**Work instructions**
Needed from the entries below: every line that holds the word "target".

⟨

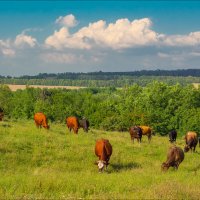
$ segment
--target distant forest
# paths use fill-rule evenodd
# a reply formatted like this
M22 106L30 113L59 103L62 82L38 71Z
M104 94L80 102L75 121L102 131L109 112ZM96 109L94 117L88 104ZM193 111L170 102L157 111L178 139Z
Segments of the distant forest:
M153 80L169 85L200 83L200 69L141 70L133 72L40 73L35 76L0 76L2 84L69 85L84 87L124 87L138 84L146 86Z

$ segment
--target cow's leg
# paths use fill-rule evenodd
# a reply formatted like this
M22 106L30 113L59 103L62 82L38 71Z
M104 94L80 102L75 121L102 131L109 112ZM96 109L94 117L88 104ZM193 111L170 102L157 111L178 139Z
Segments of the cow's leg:
M147 137L148 137L148 141L150 143L150 141L151 141L151 134L149 134Z
M179 166L179 163L176 163L176 164L174 165L174 169L175 169L175 170L178 170L178 166Z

⟩

**Problem solution**
--target distant forest
--target cow's leg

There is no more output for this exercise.